▶ [Document]:
######

This year on Veteran’s Day I remember my great uncle Colonel Gerard M. Leies, United Stated Air Force.

Military Commendations:

Air Medal with Two Oak Leaves

Air Force Commendation Medal

Air Force Outstanding Unit Award

 

Great Uncle Gerard attended the University of Chicago and University of California and received a master’s degree in physics after attending Loyola University.

He enlisted in the Air Corp on June 23rd, 1941.  He served as a weather officer for the 13th Bomber Command and 13th Air Force supporting the Guadalcanal and Philippines Liberation campaigns.

He left military service at the end of the war and returned in 1948.  From 1948 to 1950 he served as Special Projects Officer with the Air Weather Service in Washington, D.C.

In 1953 he was assigned to Aeronautical Research Laboratory at Wright – Patterson Air Force Base in Dayton, Ohio, serving as a physicist and then as Chief of the Modern Physics branch.  He and Donald Reynolds developed a solar generator that ran through cadmium sulfide which the Air Force hoped would be used to power homes in the future.  This headline news was picked up by the Associated Press and re-printed across the country in June, 1954.

######

▶ [Data provided]:
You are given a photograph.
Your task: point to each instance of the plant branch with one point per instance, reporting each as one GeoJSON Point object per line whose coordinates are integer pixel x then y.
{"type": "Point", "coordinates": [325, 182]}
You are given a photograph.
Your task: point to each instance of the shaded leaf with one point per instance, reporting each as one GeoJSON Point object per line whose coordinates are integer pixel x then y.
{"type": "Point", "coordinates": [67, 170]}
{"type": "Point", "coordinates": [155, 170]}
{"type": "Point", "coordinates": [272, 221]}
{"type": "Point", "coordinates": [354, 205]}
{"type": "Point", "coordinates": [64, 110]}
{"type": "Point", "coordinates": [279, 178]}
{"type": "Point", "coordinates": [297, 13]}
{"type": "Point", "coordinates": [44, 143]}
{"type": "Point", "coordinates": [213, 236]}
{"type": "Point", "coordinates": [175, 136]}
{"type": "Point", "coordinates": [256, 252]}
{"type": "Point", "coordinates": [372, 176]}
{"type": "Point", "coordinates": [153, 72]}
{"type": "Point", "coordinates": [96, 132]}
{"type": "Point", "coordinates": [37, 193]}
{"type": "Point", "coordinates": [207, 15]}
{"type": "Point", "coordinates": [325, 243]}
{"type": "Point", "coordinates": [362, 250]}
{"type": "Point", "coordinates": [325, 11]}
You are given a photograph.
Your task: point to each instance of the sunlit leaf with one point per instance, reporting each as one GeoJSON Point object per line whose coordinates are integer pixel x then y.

######

▶ [What you will do]: Continue the Veterans Day remembrance of Colonel Gerard M. Leies from where it stops, picking up after the 1954 news about the solar generator.

▶ [Answer below]:
Uncle Gerard did further work for the Air Force in nuclear physics, solid wastes physics, plasma physics, relativity, and nuclear engineering at the Air Force Technical Applications Center in Orlando, Florida.

In 1962 he was awarded a doctorate from Georgetown University and retired from the Air Force.  He remained active in research for the Air Force as a civilian and expanded his research field to include nucleonics.

 

GerardLeies
Colonel Leies is on the right

 

Uncle Gerard died in 2008.  His obituary attributes him to being one of the nation’s first nuclear physicists.  He is buried in Arlington National Cemetery.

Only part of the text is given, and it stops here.